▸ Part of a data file
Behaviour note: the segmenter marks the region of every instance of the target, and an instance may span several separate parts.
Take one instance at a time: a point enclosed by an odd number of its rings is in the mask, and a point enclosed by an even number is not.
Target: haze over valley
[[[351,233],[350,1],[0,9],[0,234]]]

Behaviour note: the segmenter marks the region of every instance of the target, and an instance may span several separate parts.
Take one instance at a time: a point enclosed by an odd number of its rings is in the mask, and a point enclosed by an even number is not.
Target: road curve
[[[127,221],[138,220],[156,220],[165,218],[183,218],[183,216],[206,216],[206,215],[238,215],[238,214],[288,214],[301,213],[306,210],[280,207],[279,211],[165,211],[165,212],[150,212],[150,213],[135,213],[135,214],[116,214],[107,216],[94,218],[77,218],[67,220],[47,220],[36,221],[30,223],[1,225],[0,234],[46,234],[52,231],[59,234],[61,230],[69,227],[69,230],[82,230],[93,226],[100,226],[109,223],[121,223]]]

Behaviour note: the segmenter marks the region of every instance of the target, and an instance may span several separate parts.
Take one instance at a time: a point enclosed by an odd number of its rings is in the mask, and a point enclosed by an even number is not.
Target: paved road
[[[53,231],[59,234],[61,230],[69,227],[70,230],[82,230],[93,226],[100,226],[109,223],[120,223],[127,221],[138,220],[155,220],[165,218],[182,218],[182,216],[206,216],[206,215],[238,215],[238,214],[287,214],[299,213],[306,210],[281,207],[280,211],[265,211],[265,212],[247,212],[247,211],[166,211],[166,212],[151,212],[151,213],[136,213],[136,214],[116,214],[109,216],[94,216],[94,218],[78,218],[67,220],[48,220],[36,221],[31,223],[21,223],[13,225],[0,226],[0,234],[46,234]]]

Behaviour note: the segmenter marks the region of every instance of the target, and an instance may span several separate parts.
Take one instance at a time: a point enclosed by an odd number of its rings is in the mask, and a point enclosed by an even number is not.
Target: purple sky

▸ EXERCISE OBJECTIVE
Rewrite all the items above, putting "mask tool" in place of every "segmenter" and leaving everything else unchanged.

▸ SOLUTION FOR THIS PROBLEM
Behaviour note: the mask tool marks the region of every instance of the target, and an instance may span several separate parts.
Take one instance at a time: a point enclosed by an odd number of its rings is in the mask, and a point enclosed by an even number is not.
Target: haze over valley
[[[351,233],[350,1],[0,9],[0,234]]]

Behaviour note: the mask tool marks the region of every instance of the target, and an instance may span several separate parts.
Take one instance at a time: a point enclosed by an odd number of its rings is in the mask, and a point enclosed by an even number is not.
Target: road curve
[[[127,221],[138,220],[156,220],[165,218],[183,218],[183,216],[206,216],[206,215],[238,215],[238,214],[288,214],[301,213],[306,210],[280,207],[279,211],[165,211],[165,212],[150,212],[150,213],[135,213],[135,214],[116,214],[107,216],[94,218],[77,218],[67,220],[47,220],[36,221],[30,223],[1,225],[0,234],[46,234],[52,231],[59,234],[61,230],[69,227],[69,230],[82,230],[93,226],[100,226],[109,223],[121,223]]]

Behaviour note: the mask tool marks the region of every instance of the target, and an instance may span several separate parts.
Take one instance at a time: a point enclosed by an odd number of its rings is in the mask, and a point enclosed by an even number is not.
Target: paved road
[[[53,231],[59,234],[61,230],[69,227],[70,230],[82,230],[93,226],[100,226],[109,223],[120,223],[127,221],[138,220],[155,220],[165,218],[182,218],[182,216],[206,216],[206,215],[238,215],[238,214],[287,214],[299,213],[306,210],[281,207],[280,211],[265,211],[265,212],[247,212],[247,211],[166,211],[166,212],[151,212],[151,213],[136,213],[136,214],[116,214],[109,216],[94,216],[94,218],[78,218],[67,220],[48,220],[36,221],[31,223],[21,223],[13,225],[0,226],[0,234],[46,234]]]

Behaviour note: the mask tool marks the region of every instance of the target, and an instance may span several separate parts.
Take one instance at a time: a point enclosed by an odd number of its rings is in the mask, and a point enclosed by an even number is not.
Target: purple sky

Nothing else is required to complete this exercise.